(Dataset entries)
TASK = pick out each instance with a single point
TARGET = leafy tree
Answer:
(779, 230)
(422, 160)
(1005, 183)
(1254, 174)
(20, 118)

▶ [Directive] Quote the full listing above verbatim, reproducing every line in order.

▶ [Output for this task]
TASK = pick out each instance with a single point
TARGET = leafy tree
Answer:
(779, 230)
(422, 160)
(1005, 183)
(1254, 174)
(20, 118)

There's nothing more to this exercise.